- **To do**
Of all the entries below, retype only the lines from the one with "Pick out the leather" through the one with "Pick out the black", exactly as they appear.

- **Material provided**
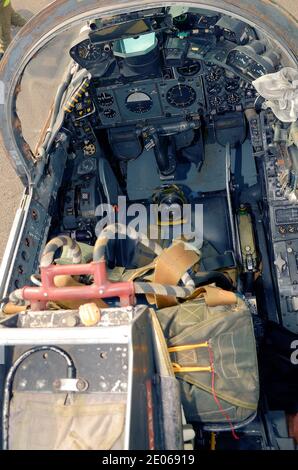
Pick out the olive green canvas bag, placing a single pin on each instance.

==

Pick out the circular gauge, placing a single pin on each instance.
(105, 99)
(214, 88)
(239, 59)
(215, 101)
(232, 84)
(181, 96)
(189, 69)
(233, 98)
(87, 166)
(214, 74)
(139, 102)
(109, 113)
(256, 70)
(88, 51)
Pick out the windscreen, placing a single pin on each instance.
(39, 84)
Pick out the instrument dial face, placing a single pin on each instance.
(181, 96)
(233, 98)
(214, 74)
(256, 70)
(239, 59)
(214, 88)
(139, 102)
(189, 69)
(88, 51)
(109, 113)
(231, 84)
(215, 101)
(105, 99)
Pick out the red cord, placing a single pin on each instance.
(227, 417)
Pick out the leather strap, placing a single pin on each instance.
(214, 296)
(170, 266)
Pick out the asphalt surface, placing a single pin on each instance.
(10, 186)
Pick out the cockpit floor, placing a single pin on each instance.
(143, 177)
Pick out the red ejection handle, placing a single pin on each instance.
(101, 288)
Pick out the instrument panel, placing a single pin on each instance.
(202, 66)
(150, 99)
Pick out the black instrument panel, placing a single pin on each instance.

- **Task response**
Pick out the leather strap, placing a single pin on each instance.
(214, 296)
(170, 266)
Pick out the asphalt surface, placing a single pin on each instance.
(10, 186)
Pick out the cockpit floor, placing a single pin on each instance.
(143, 177)
Pick out the red ejection handle, placing a single pin on each instance.
(101, 288)
Pick out the instrument panel, placing a single pin on each instance.
(202, 66)
(150, 99)
Pick out the black instrument panel, placing a single pin on each instance.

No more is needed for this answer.